> [Your task]: Quote all lines below exactly. Images stay out.

> [Source data]:
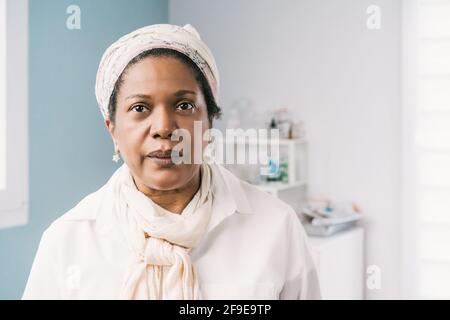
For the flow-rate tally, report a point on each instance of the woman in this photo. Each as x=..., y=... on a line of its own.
x=160, y=230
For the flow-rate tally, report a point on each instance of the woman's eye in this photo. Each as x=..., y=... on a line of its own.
x=185, y=106
x=139, y=108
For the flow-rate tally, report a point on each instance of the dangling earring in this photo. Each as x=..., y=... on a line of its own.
x=116, y=156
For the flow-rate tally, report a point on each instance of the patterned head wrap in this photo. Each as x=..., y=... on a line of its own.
x=185, y=40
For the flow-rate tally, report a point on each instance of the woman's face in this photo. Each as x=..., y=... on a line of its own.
x=157, y=96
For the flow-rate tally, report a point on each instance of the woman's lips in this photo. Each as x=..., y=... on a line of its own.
x=162, y=161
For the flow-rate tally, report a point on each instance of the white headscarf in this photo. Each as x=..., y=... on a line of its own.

> [Exercise answer]:
For the flow-rate tally, report a point on each instance of the woman in this photo. Each as x=..., y=... on a line of its own.
x=160, y=230
For the flow-rate tally, report a point on each instance of the woman's eye in this photo. Each as x=..., y=... on a line of its own.
x=185, y=106
x=139, y=108
For the flow-rate tally, report a point on each instance of the dangling earring in this photo. Each as x=..., y=... on a line of its own.
x=116, y=156
For the flow-rate tally, report a point on each instance of the patterned head wrap in this photo. Each as x=..., y=... on a line of its own.
x=185, y=40
For the flow-rate tally, report a point on each instance of the woman's face in this photo. Each as x=..., y=... on a line of its own.
x=157, y=96
For the flow-rate tally, report a point on each instance of the woman's lips in this photo. Each as x=..., y=... on a line of its own.
x=162, y=161
For the flow-rate tally, report a point on each instance of the white headscarf in this photo. Each as x=..., y=... on a line of its own.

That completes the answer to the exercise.